▶ **Stated task**
All entries below are to be set down again, identical to the source.

begin Records supplied

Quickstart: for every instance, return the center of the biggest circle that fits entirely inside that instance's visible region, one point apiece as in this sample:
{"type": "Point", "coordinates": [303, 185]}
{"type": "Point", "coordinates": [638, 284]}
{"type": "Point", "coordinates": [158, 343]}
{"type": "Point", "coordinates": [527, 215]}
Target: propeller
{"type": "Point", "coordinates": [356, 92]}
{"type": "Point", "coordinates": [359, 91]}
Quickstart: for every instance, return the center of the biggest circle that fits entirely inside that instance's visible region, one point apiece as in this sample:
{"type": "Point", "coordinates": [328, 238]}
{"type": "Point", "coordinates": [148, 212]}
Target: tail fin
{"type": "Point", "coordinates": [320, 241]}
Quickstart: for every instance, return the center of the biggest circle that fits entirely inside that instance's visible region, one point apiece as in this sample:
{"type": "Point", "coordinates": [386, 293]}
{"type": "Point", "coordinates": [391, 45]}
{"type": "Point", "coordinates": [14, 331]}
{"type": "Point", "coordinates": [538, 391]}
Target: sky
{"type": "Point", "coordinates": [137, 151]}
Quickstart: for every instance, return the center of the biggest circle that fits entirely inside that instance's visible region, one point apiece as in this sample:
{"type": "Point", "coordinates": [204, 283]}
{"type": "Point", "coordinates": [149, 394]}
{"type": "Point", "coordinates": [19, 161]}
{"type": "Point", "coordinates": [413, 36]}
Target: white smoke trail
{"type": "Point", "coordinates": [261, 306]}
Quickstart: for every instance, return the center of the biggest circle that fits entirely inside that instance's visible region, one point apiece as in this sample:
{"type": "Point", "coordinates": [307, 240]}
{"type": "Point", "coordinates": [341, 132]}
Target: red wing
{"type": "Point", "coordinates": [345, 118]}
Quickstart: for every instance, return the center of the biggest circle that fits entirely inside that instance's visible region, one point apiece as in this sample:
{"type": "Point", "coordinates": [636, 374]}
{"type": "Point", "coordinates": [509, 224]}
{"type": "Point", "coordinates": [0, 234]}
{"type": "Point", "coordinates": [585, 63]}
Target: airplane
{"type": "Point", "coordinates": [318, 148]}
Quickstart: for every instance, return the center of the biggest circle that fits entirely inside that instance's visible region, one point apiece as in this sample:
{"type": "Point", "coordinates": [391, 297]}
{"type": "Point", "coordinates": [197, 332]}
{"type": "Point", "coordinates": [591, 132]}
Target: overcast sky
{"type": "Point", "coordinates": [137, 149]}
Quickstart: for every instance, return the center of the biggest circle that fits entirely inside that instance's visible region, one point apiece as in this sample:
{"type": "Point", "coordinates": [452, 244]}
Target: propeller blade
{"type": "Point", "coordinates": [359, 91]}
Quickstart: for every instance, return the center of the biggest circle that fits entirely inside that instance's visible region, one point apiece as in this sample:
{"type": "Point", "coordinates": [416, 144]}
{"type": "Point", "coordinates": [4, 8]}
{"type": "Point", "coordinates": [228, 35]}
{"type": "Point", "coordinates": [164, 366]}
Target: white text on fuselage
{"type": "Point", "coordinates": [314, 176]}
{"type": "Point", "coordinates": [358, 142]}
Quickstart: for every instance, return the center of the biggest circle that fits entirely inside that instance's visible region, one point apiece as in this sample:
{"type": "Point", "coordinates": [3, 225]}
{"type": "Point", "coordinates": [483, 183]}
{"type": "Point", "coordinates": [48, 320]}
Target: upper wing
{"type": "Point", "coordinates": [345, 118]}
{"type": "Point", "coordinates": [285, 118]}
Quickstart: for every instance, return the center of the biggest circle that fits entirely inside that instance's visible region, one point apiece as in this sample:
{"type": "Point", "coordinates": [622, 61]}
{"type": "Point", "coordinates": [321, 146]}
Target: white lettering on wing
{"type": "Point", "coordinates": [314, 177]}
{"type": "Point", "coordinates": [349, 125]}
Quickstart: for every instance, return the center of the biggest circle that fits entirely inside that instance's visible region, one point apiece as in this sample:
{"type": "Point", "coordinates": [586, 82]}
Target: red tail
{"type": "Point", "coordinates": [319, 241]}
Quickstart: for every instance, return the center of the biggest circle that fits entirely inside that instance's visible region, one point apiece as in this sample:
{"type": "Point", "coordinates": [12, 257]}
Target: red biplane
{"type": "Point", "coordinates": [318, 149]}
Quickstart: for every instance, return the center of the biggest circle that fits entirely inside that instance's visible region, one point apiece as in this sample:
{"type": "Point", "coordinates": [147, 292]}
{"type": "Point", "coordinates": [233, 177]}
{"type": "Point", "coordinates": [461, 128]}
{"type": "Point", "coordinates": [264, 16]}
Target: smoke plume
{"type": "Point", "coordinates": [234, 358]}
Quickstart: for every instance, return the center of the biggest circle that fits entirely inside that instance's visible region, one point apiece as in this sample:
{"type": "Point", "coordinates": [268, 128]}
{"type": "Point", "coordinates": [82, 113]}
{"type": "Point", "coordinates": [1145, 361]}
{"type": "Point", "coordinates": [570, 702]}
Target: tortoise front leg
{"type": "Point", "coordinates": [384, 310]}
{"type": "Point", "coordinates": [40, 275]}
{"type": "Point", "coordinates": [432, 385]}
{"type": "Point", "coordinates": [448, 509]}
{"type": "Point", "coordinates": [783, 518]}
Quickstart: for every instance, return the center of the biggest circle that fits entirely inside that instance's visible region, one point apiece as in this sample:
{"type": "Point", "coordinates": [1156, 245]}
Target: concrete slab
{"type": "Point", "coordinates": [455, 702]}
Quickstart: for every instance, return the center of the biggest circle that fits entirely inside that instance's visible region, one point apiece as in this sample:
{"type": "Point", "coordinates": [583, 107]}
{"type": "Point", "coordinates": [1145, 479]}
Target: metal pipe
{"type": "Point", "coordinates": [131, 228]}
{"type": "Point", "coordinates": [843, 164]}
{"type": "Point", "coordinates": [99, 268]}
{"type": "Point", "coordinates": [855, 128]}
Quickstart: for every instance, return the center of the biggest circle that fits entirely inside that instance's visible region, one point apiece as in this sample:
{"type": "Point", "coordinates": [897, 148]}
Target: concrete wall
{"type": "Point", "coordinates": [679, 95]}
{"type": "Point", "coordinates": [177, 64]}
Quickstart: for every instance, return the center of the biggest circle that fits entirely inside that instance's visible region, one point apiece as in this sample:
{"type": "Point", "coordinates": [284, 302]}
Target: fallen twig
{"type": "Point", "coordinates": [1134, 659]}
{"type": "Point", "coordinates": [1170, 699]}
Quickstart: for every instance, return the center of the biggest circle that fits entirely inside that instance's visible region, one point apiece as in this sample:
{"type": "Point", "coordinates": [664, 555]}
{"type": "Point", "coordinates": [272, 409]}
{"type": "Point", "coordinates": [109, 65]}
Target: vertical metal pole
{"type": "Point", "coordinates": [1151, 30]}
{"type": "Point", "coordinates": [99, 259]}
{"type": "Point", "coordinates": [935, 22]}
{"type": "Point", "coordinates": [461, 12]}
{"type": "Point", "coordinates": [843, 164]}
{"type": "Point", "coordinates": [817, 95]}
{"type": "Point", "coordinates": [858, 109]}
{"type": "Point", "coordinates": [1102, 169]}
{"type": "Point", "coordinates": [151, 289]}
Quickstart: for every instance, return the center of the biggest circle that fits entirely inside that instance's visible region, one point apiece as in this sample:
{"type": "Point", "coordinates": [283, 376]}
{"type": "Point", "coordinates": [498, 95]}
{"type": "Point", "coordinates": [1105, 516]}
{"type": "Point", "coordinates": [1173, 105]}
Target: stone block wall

end Records supplied

▶ **Correct result**
Quickstart: for every instance, return the center of the biggest circle that fits entirely inside that instance's visible region, one point apiece as in this sample:
{"type": "Point", "coordinates": [303, 185]}
{"type": "Point", "coordinates": [638, 284]}
{"type": "Point", "coordinates": [158, 343]}
{"type": "Point", "coordinates": [527, 215]}
Target: propeller
{"type": "Point", "coordinates": [356, 92]}
{"type": "Point", "coordinates": [359, 91]}
Quickstart: for every instance, return the center of the biggest circle that fits entirely inside that instance's visible region, one point apiece as in this sample:
{"type": "Point", "coordinates": [328, 238]}
{"type": "Point", "coordinates": [148, 212]}
Target: tail fin
{"type": "Point", "coordinates": [320, 241]}
Quickstart: for every instance, return the center of the biggest circle that fits entirely inside that instance's visible region, one point apiece as in this sample:
{"type": "Point", "coordinates": [386, 293]}
{"type": "Point", "coordinates": [391, 45]}
{"type": "Point", "coordinates": [14, 331]}
{"type": "Point", "coordinates": [538, 391]}
Target: sky
{"type": "Point", "coordinates": [137, 151]}
Quickstart: for every instance, return the center of the biggest circle that fits entirely inside that instance's visible region, one point apiece as in this sample:
{"type": "Point", "coordinates": [204, 283]}
{"type": "Point", "coordinates": [149, 394]}
{"type": "Point", "coordinates": [19, 161]}
{"type": "Point", "coordinates": [413, 36]}
Target: white smoke trail
{"type": "Point", "coordinates": [261, 306]}
Quickstart: for every instance, return the center of the biggest circle that fits entirely inside that instance's visible region, one point apiece as in this sample:
{"type": "Point", "coordinates": [307, 240]}
{"type": "Point", "coordinates": [341, 132]}
Target: red wing
{"type": "Point", "coordinates": [345, 118]}
Quickstart: for every instance, return the center of the biggest circle that fits entirely inside that instance's visible region, one point apiece as in this sample:
{"type": "Point", "coordinates": [636, 374]}
{"type": "Point", "coordinates": [509, 224]}
{"type": "Point", "coordinates": [0, 234]}
{"type": "Point", "coordinates": [585, 63]}
Target: airplane
{"type": "Point", "coordinates": [318, 148]}
Quickstart: for every instance, return the center of the biggest circle that fits entirely inside that instance's visible region, one point apiece as in this sample:
{"type": "Point", "coordinates": [391, 297]}
{"type": "Point", "coordinates": [197, 332]}
{"type": "Point", "coordinates": [591, 132]}
Target: overcast sky
{"type": "Point", "coordinates": [137, 149]}
Quickstart: for every instance, return the center of the biggest circle that fits entirely inside that instance's visible region, one point apiece as in this sample:
{"type": "Point", "coordinates": [452, 244]}
Target: propeller blade
{"type": "Point", "coordinates": [359, 91]}
Quickstart: for every instance, return the center of the biggest circle that fits entirely inside that instance's visible region, one point apiece as in this sample:
{"type": "Point", "coordinates": [416, 144]}
{"type": "Point", "coordinates": [4, 8]}
{"type": "Point", "coordinates": [228, 35]}
{"type": "Point", "coordinates": [164, 366]}
Target: white text on fuselage
{"type": "Point", "coordinates": [314, 176]}
{"type": "Point", "coordinates": [358, 142]}
Quickstart: for every instance, return the center of the biggest circle that fits entirely inside that instance's visible region, one point apiece as in this sample:
{"type": "Point", "coordinates": [3, 225]}
{"type": "Point", "coordinates": [483, 183]}
{"type": "Point", "coordinates": [48, 320]}
Target: upper wing
{"type": "Point", "coordinates": [345, 118]}
{"type": "Point", "coordinates": [285, 118]}
Quickstart: for every instance, return the center of the biggest circle that fits entirely inside that instance's visible region, one point apiece as in this sample:
{"type": "Point", "coordinates": [622, 61]}
{"type": "Point", "coordinates": [321, 146]}
Target: white lettering on wing
{"type": "Point", "coordinates": [314, 177]}
{"type": "Point", "coordinates": [349, 125]}
Quickstart: for every instance, return the center of the biggest circle that fits entirely inside that instance's visible region, one point apiece as in this sample:
{"type": "Point", "coordinates": [586, 82]}
Target: red tail
{"type": "Point", "coordinates": [319, 241]}
Quickstart: for every instance, return the center of the biggest circle that fits entirely inside that instance's visible region, one point apiece as in this sample:
{"type": "Point", "coordinates": [12, 257]}
Target: red biplane
{"type": "Point", "coordinates": [318, 149]}
Quickstart: for every instance, return the center of the biggest circle that fits entirely inside that instance's visible region, one point apiece as in this sample:
{"type": "Point", "coordinates": [147, 292]}
{"type": "Point", "coordinates": [233, 177]}
{"type": "Point", "coordinates": [461, 128]}
{"type": "Point", "coordinates": [264, 16]}
Target: smoke plume
{"type": "Point", "coordinates": [234, 358]}
Quickstart: for every instance, return the center of the biggest circle that fits entirely inside that instance's visible region, one point apiece as in this sample:
{"type": "Point", "coordinates": [268, 128]}
{"type": "Point", "coordinates": [82, 113]}
{"type": "Point", "coordinates": [1145, 361]}
{"type": "Point", "coordinates": [570, 702]}
Target: tortoise front leg
{"type": "Point", "coordinates": [384, 310]}
{"type": "Point", "coordinates": [40, 275]}
{"type": "Point", "coordinates": [432, 385]}
{"type": "Point", "coordinates": [448, 509]}
{"type": "Point", "coordinates": [783, 518]}
Quickstart: for every instance, return the center of the biggest circle that fits entirely inside that instance's visible region, one point apiece as in this sample:
{"type": "Point", "coordinates": [1156, 245]}
Target: concrete slab
{"type": "Point", "coordinates": [455, 702]}
Quickstart: for every instance, return the center of the biggest circle that fits entirely inside that instance's visible region, one point apiece as in this sample:
{"type": "Point", "coordinates": [583, 107]}
{"type": "Point", "coordinates": [1145, 479]}
Target: metal pipe
{"type": "Point", "coordinates": [131, 228]}
{"type": "Point", "coordinates": [843, 164]}
{"type": "Point", "coordinates": [99, 268]}
{"type": "Point", "coordinates": [855, 128]}
Quickstart: for every instance, return the center of the biggest circle that fits entirely inside that instance's visible region, one point apiece as in this sample:
{"type": "Point", "coordinates": [897, 148]}
Target: concrete wall
{"type": "Point", "coordinates": [679, 95]}
{"type": "Point", "coordinates": [177, 64]}
Quickstart: for every instance, return the center of the biggest circle that fits entirely inside that instance's visible region, one point apiece as in this sample:
{"type": "Point", "coordinates": [284, 302]}
Target: fallen twig
{"type": "Point", "coordinates": [1134, 659]}
{"type": "Point", "coordinates": [1170, 699]}
Quickstart: for every instance, return the center of the biggest circle that fits entirely inside that instance's visible region, one point apiece as in this sample:
{"type": "Point", "coordinates": [664, 555]}
{"type": "Point", "coordinates": [272, 409]}
{"type": "Point", "coordinates": [109, 65]}
Target: vertical metal pole
{"type": "Point", "coordinates": [1151, 30]}
{"type": "Point", "coordinates": [99, 259]}
{"type": "Point", "coordinates": [935, 22]}
{"type": "Point", "coordinates": [461, 12]}
{"type": "Point", "coordinates": [843, 164]}
{"type": "Point", "coordinates": [817, 95]}
{"type": "Point", "coordinates": [858, 109]}
{"type": "Point", "coordinates": [1102, 169]}
{"type": "Point", "coordinates": [151, 289]}
Quickstart: for every instance, return the center of the biggest circle that fits entirely inside that instance's visible region, one point apiece as in this sample:
{"type": "Point", "coordinates": [283, 376]}
{"type": "Point", "coordinates": [498, 95]}
{"type": "Point", "coordinates": [1105, 516]}
{"type": "Point", "coordinates": [1173, 105]}
Target: stone block wall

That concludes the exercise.